> **PROBLEM TO WORK ON**
Report every line of the records that contains the word "below".

### PROVIDED INFORMATION

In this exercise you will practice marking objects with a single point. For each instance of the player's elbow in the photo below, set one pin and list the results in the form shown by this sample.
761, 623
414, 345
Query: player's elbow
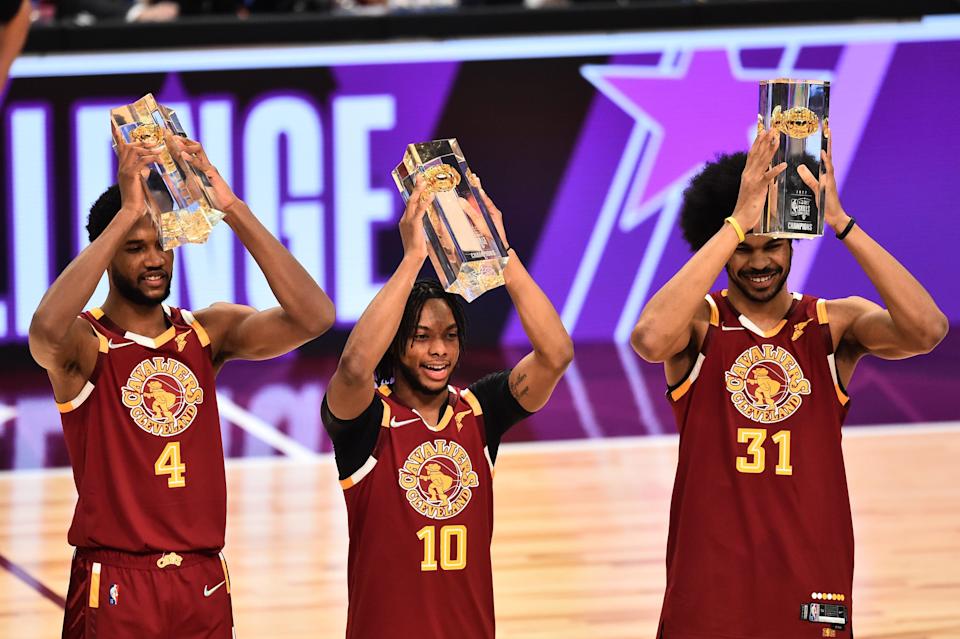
648, 343
561, 355
932, 333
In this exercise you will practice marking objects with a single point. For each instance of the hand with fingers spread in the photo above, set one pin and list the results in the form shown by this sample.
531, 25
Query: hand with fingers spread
756, 179
134, 161
833, 213
411, 223
192, 152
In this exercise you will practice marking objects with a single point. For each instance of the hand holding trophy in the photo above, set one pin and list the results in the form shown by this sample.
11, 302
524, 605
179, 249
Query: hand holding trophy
178, 194
463, 243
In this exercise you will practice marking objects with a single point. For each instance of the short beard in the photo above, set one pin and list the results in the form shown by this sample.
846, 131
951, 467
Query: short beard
415, 384
129, 291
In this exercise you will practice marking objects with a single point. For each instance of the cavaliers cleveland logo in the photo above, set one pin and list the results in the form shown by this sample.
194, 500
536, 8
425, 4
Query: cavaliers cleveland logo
162, 395
766, 384
437, 478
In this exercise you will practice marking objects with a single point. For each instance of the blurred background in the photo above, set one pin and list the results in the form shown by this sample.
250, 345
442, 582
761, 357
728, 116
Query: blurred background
585, 119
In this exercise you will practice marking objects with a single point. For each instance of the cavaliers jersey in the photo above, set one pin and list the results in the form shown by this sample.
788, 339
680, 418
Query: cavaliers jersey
144, 440
761, 538
420, 517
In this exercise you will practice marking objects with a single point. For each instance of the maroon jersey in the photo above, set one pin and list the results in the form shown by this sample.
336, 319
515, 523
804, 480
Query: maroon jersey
144, 440
761, 539
420, 516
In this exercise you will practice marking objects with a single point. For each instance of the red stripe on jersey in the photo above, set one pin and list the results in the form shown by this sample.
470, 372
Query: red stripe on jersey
760, 517
420, 516
144, 442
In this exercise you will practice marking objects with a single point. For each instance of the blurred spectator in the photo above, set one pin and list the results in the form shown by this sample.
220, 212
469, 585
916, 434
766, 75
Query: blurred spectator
14, 24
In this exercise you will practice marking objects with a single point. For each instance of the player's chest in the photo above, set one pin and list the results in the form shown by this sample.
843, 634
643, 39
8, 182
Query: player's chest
435, 474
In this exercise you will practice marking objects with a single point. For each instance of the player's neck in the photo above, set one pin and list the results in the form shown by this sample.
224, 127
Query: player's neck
766, 314
429, 406
149, 321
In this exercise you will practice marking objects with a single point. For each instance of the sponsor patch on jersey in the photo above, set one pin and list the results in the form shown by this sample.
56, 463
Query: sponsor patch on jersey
437, 477
766, 384
162, 395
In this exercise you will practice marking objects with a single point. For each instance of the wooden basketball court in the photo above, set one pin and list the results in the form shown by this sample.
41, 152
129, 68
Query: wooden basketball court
578, 550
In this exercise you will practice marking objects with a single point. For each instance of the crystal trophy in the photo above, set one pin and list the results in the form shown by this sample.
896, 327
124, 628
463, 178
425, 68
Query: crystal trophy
464, 246
799, 110
179, 197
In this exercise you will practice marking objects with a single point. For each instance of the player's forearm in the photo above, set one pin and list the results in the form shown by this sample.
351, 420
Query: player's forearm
72, 289
912, 309
373, 332
668, 316
301, 298
539, 318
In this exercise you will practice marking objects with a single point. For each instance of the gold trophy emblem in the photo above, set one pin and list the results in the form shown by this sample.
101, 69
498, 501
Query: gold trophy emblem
179, 198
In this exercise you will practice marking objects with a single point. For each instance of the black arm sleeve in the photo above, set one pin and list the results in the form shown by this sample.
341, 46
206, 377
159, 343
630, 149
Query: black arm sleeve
354, 440
501, 410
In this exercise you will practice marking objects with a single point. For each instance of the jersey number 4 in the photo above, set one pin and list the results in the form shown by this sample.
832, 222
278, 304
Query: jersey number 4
453, 548
169, 463
756, 459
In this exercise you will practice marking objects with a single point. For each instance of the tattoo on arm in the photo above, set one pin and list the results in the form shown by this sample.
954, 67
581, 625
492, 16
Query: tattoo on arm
517, 388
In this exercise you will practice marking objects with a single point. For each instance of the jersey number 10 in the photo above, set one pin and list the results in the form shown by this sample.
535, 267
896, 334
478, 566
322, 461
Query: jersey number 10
450, 537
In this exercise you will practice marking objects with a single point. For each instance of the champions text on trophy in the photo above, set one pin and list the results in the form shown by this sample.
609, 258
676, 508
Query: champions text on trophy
463, 244
799, 110
178, 196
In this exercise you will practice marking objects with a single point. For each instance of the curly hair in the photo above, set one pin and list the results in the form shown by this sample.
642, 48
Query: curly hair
711, 197
103, 211
422, 291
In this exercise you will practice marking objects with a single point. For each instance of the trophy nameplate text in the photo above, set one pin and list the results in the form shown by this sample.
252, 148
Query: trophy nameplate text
464, 246
799, 110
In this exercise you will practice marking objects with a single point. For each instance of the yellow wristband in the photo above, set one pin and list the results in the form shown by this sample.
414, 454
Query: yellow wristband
736, 227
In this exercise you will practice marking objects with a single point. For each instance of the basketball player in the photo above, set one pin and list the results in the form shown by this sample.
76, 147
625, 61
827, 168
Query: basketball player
416, 456
761, 539
134, 382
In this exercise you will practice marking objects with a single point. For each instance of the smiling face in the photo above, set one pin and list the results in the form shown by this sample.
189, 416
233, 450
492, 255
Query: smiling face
432, 351
140, 270
760, 266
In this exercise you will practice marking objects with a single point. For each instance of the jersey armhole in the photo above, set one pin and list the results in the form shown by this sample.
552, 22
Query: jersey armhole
678, 390
103, 347
364, 470
824, 321
197, 327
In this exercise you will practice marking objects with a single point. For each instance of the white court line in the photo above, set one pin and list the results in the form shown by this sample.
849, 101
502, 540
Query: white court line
262, 430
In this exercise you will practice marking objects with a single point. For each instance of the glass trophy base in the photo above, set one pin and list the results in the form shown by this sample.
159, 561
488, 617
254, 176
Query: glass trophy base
477, 277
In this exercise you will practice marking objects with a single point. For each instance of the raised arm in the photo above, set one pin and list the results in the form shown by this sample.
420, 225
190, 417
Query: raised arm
351, 388
667, 323
910, 324
534, 377
59, 341
242, 332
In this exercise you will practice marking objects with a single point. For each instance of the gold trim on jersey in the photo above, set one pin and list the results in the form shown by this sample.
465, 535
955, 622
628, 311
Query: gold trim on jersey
93, 600
226, 573
472, 401
684, 386
714, 311
362, 472
73, 404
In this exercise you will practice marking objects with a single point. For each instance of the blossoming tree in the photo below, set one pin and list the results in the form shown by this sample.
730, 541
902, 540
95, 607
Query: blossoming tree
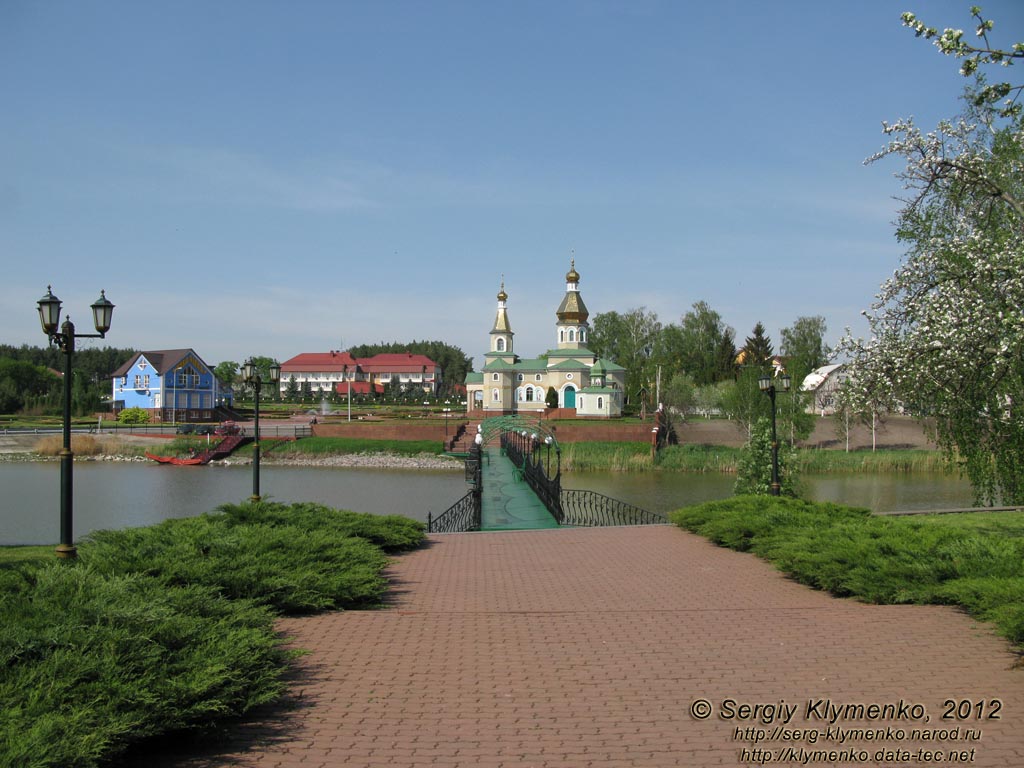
947, 329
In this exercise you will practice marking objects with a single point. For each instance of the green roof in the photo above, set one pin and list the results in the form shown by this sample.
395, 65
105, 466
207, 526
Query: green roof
581, 352
569, 366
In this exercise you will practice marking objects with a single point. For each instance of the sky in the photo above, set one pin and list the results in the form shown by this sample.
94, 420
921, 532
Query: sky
270, 178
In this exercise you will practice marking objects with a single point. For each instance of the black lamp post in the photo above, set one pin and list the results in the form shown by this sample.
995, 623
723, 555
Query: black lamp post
767, 385
252, 377
49, 316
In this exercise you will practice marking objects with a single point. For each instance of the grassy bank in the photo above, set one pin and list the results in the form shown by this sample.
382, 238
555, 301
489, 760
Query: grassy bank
170, 629
320, 446
973, 560
615, 457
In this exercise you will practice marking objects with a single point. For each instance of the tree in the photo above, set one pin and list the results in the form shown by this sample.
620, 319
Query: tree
629, 341
702, 345
758, 349
946, 330
804, 346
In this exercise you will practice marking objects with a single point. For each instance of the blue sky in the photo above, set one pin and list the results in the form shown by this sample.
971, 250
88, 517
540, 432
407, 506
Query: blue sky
272, 178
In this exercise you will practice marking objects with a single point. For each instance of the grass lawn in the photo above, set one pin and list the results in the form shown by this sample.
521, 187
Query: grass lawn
973, 560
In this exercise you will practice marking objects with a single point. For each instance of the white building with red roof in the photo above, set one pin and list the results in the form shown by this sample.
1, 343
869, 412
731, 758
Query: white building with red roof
339, 372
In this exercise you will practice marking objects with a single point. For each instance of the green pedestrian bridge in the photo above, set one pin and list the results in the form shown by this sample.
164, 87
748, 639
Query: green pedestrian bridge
514, 474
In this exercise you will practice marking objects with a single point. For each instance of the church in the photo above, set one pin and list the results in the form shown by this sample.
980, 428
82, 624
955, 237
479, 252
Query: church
584, 383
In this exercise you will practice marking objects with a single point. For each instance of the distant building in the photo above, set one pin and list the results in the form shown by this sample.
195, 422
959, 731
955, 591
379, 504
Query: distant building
172, 384
337, 372
582, 381
823, 383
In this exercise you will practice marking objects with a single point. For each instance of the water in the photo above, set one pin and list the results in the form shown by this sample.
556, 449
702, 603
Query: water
112, 495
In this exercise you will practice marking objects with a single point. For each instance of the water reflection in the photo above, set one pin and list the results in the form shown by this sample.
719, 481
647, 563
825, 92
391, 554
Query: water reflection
113, 496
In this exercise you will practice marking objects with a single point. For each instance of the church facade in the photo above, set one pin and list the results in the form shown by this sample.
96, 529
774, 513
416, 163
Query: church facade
582, 381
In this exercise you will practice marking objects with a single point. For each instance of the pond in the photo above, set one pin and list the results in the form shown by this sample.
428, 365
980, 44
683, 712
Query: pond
112, 495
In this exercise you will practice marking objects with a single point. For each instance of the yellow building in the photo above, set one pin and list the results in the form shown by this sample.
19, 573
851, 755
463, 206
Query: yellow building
583, 382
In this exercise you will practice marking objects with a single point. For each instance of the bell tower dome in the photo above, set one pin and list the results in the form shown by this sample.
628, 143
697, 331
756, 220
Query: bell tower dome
501, 334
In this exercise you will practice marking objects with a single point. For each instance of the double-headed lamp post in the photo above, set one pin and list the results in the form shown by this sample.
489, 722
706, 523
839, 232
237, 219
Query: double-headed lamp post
767, 385
49, 317
252, 377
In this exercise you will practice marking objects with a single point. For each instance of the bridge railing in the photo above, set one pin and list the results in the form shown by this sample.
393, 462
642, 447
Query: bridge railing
591, 508
462, 516
527, 457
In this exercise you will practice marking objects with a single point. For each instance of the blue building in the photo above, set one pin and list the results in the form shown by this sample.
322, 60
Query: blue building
174, 385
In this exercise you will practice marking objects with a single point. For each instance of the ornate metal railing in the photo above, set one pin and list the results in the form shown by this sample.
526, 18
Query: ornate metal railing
529, 458
462, 516
591, 508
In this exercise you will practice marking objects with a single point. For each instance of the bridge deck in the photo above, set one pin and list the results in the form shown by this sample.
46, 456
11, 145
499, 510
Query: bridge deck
508, 503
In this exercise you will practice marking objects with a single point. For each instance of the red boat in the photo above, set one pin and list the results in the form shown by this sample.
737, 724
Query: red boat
175, 460
219, 451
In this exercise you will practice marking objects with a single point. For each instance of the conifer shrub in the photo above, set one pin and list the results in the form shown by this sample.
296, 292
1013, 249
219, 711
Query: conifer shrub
91, 664
942, 559
390, 532
292, 569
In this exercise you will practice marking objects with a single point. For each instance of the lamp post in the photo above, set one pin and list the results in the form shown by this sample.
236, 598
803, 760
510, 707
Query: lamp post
252, 376
767, 385
49, 316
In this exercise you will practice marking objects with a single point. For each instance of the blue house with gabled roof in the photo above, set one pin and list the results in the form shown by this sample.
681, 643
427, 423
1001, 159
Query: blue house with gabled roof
174, 385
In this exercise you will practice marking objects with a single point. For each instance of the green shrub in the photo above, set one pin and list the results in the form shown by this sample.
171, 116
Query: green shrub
962, 560
92, 663
390, 532
290, 568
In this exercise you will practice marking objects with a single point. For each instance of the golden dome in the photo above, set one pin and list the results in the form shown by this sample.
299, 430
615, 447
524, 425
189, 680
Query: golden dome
572, 275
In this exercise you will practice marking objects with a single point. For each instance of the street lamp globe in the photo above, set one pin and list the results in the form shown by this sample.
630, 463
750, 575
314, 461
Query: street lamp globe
102, 312
49, 312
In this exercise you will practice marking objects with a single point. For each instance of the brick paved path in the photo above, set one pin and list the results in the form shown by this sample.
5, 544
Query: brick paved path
587, 647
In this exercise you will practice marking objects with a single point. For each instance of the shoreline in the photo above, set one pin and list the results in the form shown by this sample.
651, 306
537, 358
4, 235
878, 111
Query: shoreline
360, 461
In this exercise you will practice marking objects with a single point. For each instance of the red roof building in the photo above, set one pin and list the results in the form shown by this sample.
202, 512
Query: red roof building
335, 371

######

> **YOUR RESPONSE**
In this exercise you will practice marking objects with a single point. For each instance of the player's elbow in the photo below, set one pin and list the results in the form shown by this sample.
In this exercise you will practice marking objects with a single point. For each instance of the blossoming tree in the photo below, set one pin and list the results in the form shown by this sample.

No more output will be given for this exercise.